--- Supplied information ---
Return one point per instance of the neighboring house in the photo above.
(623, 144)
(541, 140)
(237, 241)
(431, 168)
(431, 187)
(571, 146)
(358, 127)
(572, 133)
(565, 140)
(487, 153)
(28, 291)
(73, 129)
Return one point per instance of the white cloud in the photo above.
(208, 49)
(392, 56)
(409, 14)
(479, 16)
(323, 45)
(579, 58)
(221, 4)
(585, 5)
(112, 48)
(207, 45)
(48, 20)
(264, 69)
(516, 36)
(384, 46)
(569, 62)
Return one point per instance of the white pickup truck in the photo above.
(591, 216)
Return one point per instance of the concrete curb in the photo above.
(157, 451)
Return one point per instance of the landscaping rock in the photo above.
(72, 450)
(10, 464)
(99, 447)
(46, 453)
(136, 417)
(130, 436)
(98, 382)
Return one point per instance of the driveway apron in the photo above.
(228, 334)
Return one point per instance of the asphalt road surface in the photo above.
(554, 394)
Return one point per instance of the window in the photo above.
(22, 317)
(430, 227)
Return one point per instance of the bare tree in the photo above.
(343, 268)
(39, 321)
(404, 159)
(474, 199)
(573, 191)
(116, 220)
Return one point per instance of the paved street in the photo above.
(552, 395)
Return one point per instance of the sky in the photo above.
---
Task instructions:
Output every entry shown above, exactly.

Task result:
Return one point per instance of the neighboring house in the photo above.
(623, 144)
(541, 140)
(237, 241)
(431, 168)
(431, 187)
(571, 146)
(358, 127)
(572, 133)
(565, 140)
(487, 153)
(28, 291)
(73, 129)
Return one point per instance of the white cloud in the photo above.
(208, 49)
(392, 56)
(409, 14)
(479, 16)
(323, 45)
(579, 58)
(221, 4)
(585, 5)
(112, 48)
(207, 45)
(48, 20)
(264, 69)
(516, 36)
(384, 46)
(569, 62)
Return one point per instance of the white pickup truck in the photo above.
(591, 216)
Return one point per instance of the concrete curb in the photo above.
(157, 451)
Return one point per instance of the landscaping rock in the photo above.
(72, 450)
(10, 464)
(99, 447)
(46, 453)
(136, 417)
(130, 436)
(98, 382)
Return one point per instance of the driveway apron in the photo above.
(228, 334)
Return one point per instance of the asphalt road surface in the photo above.
(554, 394)
Return one point per instance of the window in the photo above.
(22, 317)
(430, 227)
Return one point per instance of the bare tree in the photo above.
(343, 268)
(39, 321)
(404, 159)
(474, 199)
(573, 191)
(116, 220)
Return one point per instance of the paved street in the photo above.
(552, 395)
Return one point per instance of the sky in the photo above.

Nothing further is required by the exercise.